[[ Text segment open ]]
Measuring carbon flux from soil at Toolik Field Station in Arctic Alaska. (Credit: Jim Tang)

Previous experimental studies of this question have not produced a consensus, prompting University of New Hampshire scientist Serita Frey, professor of natural resources and the environment, and more than 40 researchers from across the globe reviewed data from 27 studies across nine biomes, from the desert to the Arctic. Their analysis was published recently in Proceedings of the National Academy of Sciences. This work represents the world’s largest dataset to date of soil respiration response to experimental warming.

“This work is important because, rather than focusing on the warming response at a single site, it aggregates data collected from many sites across a range of ecosystems. This makes the conclusions and predictions more robust,” Frey said.

One prediction from the synthesis is that rising global temperatures result in regionally variable responses in soil respiration, with colder climates being considerably more responsive. “Consistently across all biomes, we found that soil respiration increased with soil temperature up to about 25° C (77° F),” said Joanna Carey, a postdoctoral scientist in the Marine Biological Laboratory Ecosystems Center in Woods Hole, Mass., and the lead scientist on the study. Above the 25°C threshold, respiration rates decreased with further increases in soil temperature. “

“That means the Arctic latitudes, where soil temperatures rarely, if ever, reach 25°C, will continue to be most responsive to climate warming. Because there is so much carbon stored in frozen soils of the Arctic, this has really serious repercussions for future climate change,” Carey said.

The team also found that soil microbes in experimental warming studies showed no sign of adaptation — meaning a muted respiration response to rising temperatures — in all of the biomes studied, except desert and boreal forest. This indicates that soils will typically respond strongly to increasing temperature by releasing more carbon dioxide, said Jianwu Tang with the Marine Biological Laboratory Ecosystems Center and a lead scientist on the study.
[[ Text segment closed ]]
[[ Excerpted data open ]]
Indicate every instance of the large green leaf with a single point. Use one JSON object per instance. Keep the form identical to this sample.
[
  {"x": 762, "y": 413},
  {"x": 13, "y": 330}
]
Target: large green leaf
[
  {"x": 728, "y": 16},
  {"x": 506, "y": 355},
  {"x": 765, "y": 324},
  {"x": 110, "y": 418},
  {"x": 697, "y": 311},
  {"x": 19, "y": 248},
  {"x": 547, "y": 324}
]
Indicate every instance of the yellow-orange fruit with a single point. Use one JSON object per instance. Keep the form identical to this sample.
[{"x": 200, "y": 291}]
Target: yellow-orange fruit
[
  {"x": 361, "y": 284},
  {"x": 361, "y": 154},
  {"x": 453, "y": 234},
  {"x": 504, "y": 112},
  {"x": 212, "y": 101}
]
[[ Excerpted data closed ]]
Brief 1 -> Reproduce, word for word, the portion of the passage on soil respiration and warming that opens with the words containing "The team also" and closes with "a lead scientist on the study.".
Brief 2 ->
Answer the following questions about the passage on soil respiration and warming.
(a) How many studies, and across how many biomes, did the researchers review?
(b) Up to approximately what soil temperature did soil respiration increase across all biomes?
(c) Which two biomes were exceptions to the finding that soil microbes showed no sign of adaptation?

Answer section 1 ->
The team also found that soil microbes in experimental warming studies showed no sign of adaptation — meaning a muted respiration response to rising temperatures — in all of the biomes studied, except desert and boreal forest. This indicates that soils will typically respond strongly to increasing temperature by releasing more carbon dioxide, said Jianwu Tang with the Marine Biological Laboratory Ecosystems Center and a lead scientist on the study.

Answer section 2 ->
(a) 27 studies across nine biomes.
(b) About 25° C (77° F).
(c) Desert and boreal forest.